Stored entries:
⟨

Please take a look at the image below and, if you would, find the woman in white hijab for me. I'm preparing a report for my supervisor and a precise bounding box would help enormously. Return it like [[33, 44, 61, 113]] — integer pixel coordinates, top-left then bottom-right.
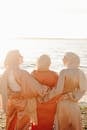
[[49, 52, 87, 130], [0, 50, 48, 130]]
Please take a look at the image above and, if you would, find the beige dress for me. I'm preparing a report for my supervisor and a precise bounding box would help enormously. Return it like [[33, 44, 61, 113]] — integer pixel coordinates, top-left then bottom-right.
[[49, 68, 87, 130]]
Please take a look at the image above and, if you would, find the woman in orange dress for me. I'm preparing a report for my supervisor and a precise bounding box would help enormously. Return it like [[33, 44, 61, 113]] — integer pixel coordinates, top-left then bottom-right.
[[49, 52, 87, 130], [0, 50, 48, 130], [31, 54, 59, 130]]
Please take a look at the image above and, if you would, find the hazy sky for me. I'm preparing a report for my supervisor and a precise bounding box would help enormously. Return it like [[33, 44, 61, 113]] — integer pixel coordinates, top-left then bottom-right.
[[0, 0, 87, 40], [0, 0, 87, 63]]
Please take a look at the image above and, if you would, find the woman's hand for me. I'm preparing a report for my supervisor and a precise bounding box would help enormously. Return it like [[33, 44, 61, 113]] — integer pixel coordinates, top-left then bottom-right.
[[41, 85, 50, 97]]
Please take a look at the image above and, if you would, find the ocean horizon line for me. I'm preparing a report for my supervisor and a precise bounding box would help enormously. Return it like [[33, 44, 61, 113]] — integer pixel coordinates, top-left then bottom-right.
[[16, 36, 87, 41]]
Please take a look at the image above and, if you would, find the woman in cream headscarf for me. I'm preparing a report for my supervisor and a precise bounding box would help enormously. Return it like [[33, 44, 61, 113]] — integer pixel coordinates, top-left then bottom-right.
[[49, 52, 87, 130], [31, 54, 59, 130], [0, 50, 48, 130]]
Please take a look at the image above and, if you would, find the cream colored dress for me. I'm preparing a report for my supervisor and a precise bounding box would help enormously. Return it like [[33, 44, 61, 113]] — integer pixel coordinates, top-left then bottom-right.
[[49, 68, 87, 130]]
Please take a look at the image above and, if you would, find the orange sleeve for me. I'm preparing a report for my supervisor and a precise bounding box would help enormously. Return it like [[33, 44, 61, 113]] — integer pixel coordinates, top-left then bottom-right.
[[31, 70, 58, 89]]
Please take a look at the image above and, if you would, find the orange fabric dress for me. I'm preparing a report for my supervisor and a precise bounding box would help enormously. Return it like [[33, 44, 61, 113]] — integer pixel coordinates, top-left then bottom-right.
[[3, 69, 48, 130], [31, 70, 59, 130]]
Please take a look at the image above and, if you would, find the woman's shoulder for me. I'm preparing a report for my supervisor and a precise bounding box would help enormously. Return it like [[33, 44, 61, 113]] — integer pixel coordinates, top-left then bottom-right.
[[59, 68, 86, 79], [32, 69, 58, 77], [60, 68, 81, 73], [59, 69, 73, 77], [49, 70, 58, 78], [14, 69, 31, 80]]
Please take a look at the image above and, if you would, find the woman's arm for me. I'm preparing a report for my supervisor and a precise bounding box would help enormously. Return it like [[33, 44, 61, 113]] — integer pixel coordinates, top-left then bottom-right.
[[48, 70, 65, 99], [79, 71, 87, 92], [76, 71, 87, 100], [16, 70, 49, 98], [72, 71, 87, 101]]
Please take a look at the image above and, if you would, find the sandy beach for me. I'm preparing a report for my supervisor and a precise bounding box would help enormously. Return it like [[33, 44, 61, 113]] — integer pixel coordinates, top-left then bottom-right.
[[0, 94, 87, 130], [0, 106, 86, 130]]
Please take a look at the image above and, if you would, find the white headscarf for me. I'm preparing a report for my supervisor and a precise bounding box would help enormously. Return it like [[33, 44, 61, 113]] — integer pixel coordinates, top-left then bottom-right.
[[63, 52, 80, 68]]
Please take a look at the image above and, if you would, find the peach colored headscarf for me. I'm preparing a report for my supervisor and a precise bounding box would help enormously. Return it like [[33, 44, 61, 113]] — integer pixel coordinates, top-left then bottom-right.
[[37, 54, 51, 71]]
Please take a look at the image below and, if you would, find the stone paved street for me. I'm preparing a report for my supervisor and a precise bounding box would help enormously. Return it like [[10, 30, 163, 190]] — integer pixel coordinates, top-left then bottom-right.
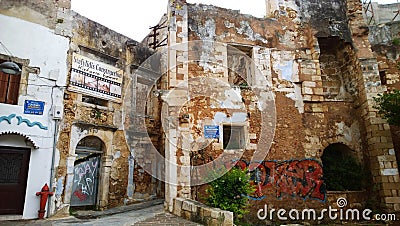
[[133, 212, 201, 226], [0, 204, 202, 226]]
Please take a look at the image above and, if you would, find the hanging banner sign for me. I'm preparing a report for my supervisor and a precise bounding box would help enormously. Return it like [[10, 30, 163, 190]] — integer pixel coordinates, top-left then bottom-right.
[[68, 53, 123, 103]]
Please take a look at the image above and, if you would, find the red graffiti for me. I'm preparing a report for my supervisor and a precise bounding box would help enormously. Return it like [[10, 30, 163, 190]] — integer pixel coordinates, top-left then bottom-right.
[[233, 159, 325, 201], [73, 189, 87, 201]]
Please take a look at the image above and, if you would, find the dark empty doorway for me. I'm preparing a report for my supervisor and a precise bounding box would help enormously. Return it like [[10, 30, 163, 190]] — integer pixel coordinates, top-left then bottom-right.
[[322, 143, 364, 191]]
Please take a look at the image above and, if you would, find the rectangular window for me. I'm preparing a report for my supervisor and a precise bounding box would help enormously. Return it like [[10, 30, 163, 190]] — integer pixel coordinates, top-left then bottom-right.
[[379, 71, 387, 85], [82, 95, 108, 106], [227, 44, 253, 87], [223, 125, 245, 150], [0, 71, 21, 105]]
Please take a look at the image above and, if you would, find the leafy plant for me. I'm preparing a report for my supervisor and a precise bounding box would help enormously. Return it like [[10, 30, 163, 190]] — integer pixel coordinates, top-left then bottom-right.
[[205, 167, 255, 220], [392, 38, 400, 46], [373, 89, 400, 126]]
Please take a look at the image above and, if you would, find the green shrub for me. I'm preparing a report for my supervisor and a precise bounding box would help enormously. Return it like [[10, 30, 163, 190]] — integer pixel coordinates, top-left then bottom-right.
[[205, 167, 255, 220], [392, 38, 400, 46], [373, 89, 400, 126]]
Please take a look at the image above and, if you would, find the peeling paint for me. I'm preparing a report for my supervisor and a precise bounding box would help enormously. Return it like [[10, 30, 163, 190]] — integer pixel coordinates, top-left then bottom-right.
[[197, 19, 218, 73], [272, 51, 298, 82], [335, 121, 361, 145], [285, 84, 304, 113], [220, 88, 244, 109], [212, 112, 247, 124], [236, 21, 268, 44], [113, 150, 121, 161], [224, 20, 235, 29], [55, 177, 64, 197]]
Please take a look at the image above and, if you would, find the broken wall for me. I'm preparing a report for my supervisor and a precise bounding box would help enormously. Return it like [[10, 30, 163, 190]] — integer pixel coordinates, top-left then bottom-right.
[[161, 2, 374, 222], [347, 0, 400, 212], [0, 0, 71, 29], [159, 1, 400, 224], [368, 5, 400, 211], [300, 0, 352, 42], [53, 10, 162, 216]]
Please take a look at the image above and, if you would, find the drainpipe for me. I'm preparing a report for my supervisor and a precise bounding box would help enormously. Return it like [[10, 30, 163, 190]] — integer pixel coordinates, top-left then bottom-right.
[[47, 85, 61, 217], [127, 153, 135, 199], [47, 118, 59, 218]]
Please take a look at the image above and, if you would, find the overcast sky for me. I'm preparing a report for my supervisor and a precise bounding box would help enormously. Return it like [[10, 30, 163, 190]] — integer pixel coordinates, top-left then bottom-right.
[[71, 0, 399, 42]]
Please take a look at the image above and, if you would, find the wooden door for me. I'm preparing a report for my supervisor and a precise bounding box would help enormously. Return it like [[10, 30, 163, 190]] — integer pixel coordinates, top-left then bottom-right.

⟩

§ **EXERCISE**
Write out the data above in full and exactly, but without the pictures.

§ **TASK RESPONSE**
Please take a look at the image below and, if you would, find the woman in white hijab for me. I'm preparing a report for my supervisor and a precise bounding box would help enormously. Return it like [[33, 44, 61, 113]] — integer pixel coordinates, top-left then bottom-right.
[[49, 52, 87, 130], [0, 50, 48, 130]]
Please take a look at the image above and, if you would, find the beige dress for me. I'm preparing a report for my supervisor and a precise bounding box would help enormously. Return it like [[33, 44, 61, 113]] — integer pixel coordinates, top-left then bottom-right.
[[49, 68, 87, 130]]
Please take a look at the image above and, if you would, find the woman in orange dress for me. I'm preparing a report for my supervisor and a precise bounding box would help enormously. Return it like [[33, 44, 61, 113]] — integer pixel coordinates, top-left then bottom-right.
[[49, 52, 87, 130], [0, 50, 48, 130], [31, 54, 59, 130]]
Please take a look at the image above and, if you would, find the hazy sky for me. I'm preparing a report for my supervisor and a precise bounding box would help enormously. Return it like [[33, 44, 61, 113]] — integer pixel coordinates, top-left then bottom-right.
[[0, 0, 87, 40], [0, 0, 87, 63]]
Please take a look at the image above and, if you would, find the woman's hand for me. I'm preparing a report for my supervisor and a precise bounding box would help enormously. Return it like [[33, 44, 61, 113]] — integer pixel coordinates, top-left then bottom-right.
[[41, 85, 50, 97]]
Please take a look at the image above and, if you would, find the ocean horizon line for me. I'm preparing a report for my supervisor and a precise bounding box would help enormously. Return it like [[33, 44, 61, 113]] — integer pixel coordinates, top-left then bottom-right.
[[16, 36, 87, 41]]
Please take a look at the image above and, if you would, find the woman in cream headscarf for me. I'm preparing a report for my supervisor and a precise bounding box would help enormously. Return it like [[33, 44, 61, 113]] — integer pixel coordinates, top-left then bottom-right.
[[49, 52, 87, 130], [31, 54, 59, 130], [0, 50, 48, 130]]
Please take a look at the image above and, if you would, find the cream colored dress for me. I'm preparing a report for my supervisor and a precise bounding box would help enormously. Return it like [[33, 44, 61, 113]] — integer pixel coordinates, top-left then bottom-right.
[[49, 68, 87, 130]]
Please take a look at the image above and, if you would, find the orange sleeve for me. I'm preparing a report for my supervisor and a precise bounding box would help enormously. Return it like [[33, 44, 61, 113]] — integer pixel coordinates, top-left then bottom-right.
[[31, 70, 58, 89]]
Please take a look at the image above and, if you would, find the orange fabric dress for me. I'm preparing a report for my supervisor and a precise bounding box would help enormously. Return it like [[33, 44, 61, 113]] — integer pixel coordinates, top-left then bottom-right.
[[3, 69, 48, 130], [31, 70, 59, 130]]
Please take a look at the image above and, if you would, find the woman's shoulder for me. I'm preparing a report for my supervisor and a precise bounding box would help enormously. Return it like [[33, 44, 61, 113]] — integer pixel coordinates, top-left then bottom-right.
[[59, 68, 86, 79], [32, 69, 58, 77], [60, 68, 81, 73], [59, 69, 73, 77], [49, 70, 58, 78], [14, 69, 31, 80]]
Please take a look at the image above and, if you would, find the woman's arm for me. I'm preparing a report for my supervisor and a precise bounding box would help enormously. Return it like [[33, 44, 61, 113]] — integer pixel coordinates, top-left then bottom-right.
[[48, 70, 65, 99], [79, 71, 87, 92], [76, 71, 87, 100], [16, 70, 49, 98], [72, 71, 87, 101]]
Please take a look at the image above and, if you would, find the sandy beach for me. I'm preparing a report for my supervisor and a precise bounding box would help enormously. Return it like [[33, 44, 61, 113]] — integer pixel coordinates, top-left then bottom-right.
[[0, 94, 87, 130], [0, 106, 86, 130]]
Please take a look at the image above and, if you would, find the white headscarf for me. I'm preparing a report for my supervisor and a precise bounding box would help enormously. Return it like [[33, 44, 61, 113]] — integer pixel coordinates, top-left then bottom-right.
[[63, 52, 80, 68]]
Please take a look at the image above and, if you would, find the peach colored headscarf for me. I'm preparing a report for my supervisor and a precise bounding box would help enormously. Return it like [[33, 44, 61, 113]] — integer pixel coordinates, top-left then bottom-right.
[[37, 54, 51, 71]]
Please take a look at the image below and, if you would, find the stone paved street for me. I'm preparing a report for my supervisor and a precise bounding box would help enormously. Return it like [[10, 30, 163, 190]] — integer pixel coordinates, top-left then bottom-right.
[[133, 212, 201, 226], [0, 204, 202, 226]]
Please take a look at the image above and, if you would, find the hanging banner sign for me. I'm preparing a report for my supervisor and a precise bounding box would help enormously. Return it like [[10, 30, 163, 190]] — integer pixel coordinates, top-left then bottom-right.
[[68, 53, 123, 103]]
Please take a look at the image above and, if you would, find the red graffiti for me. I'm preparing a report for my supervisor and a precise bounding box would help enormously. Return it like [[10, 30, 163, 190]] — integer pixel coordinates, top-left then bottom-right.
[[233, 159, 325, 201], [73, 189, 87, 201]]
Please take a look at the image above and, if you would, find the dark empty doorway for me. I'm preparing a report for my supervisor and a precise bounding box would help enormously. Return it like [[10, 30, 163, 190]] — integer pixel coordinates, top-left then bottom-right.
[[322, 143, 364, 191]]
Please take a look at the image above and, if you would, find the rectangular window for me. I'm preparing a report for my supervisor and a precise bounding box would help enormously. Return it like [[10, 30, 163, 190]] — integer pixel coordinates, top-left then bottom-right.
[[379, 71, 387, 85], [82, 95, 108, 106], [227, 44, 253, 87], [223, 125, 245, 150], [0, 71, 21, 105]]
Please take a look at the image above and, if you would, find the leafy plant for me. I'm preparing a report for my supervisor and a precise bounding box would help enormously. Return it like [[10, 30, 163, 190]] — integer pixel coordinates, top-left then bottom-right.
[[205, 167, 255, 220], [392, 38, 400, 46], [373, 89, 400, 126]]
Please take a look at the image above and, if you would, find the green shrub for me. I'm preparing a report for my supervisor and a precise bounding box would help enormously. Return it like [[10, 30, 163, 190]] — integer pixel coordinates, top-left then bottom-right.
[[205, 167, 255, 220], [392, 38, 400, 46], [373, 89, 400, 126]]
Please take a look at the image above and, if you would, find the peeling paint for me. I'm preparing a report for my supervisor and a precise bounding box would help enormously. Return it like [[10, 30, 163, 190]] — integer pixel coordinates, top-left then bottom-right.
[[197, 19, 218, 73], [272, 51, 298, 82], [335, 121, 361, 145], [285, 84, 304, 113], [220, 88, 244, 109], [212, 112, 247, 124], [236, 21, 268, 44], [113, 150, 121, 161], [224, 20, 235, 29], [55, 177, 64, 197]]
Please take a look at the image above and, if you would, find the broken wall for me. I'm preparing a report for my supervisor and a precise bounding box would help enormously. Return it like [[10, 30, 163, 190]] — integer pixel coordinates, top-left then bottom-right.
[[161, 2, 374, 222], [347, 0, 400, 212], [0, 0, 71, 29], [159, 1, 400, 224], [368, 5, 400, 211], [300, 0, 352, 42], [53, 10, 162, 216]]
Please take a look at the image above and, if you would, find the drainpipe for me. I'm preparing a report for my supervisor and a precise bounding box would help enormously. Return it like [[10, 30, 163, 190]] — integer pixel coordinates, top-left then bottom-right.
[[47, 85, 61, 217], [127, 153, 135, 199], [47, 118, 59, 218]]
Please take a look at the image above and, if you would, find the overcast sky for me. I'm preparing a report for my supervisor and a precise bounding box would help enormously. Return it like [[10, 30, 163, 190]] — integer pixel coordinates, top-left then bottom-right.
[[71, 0, 399, 42]]
Please take a look at the image above and, if you would, find the wooden door for me. I'm preparing a report for my supervisor and a precise bounding box would help enormously. Return it like [[10, 30, 163, 190]] — integer pixel coordinates, top-left then bottom-right.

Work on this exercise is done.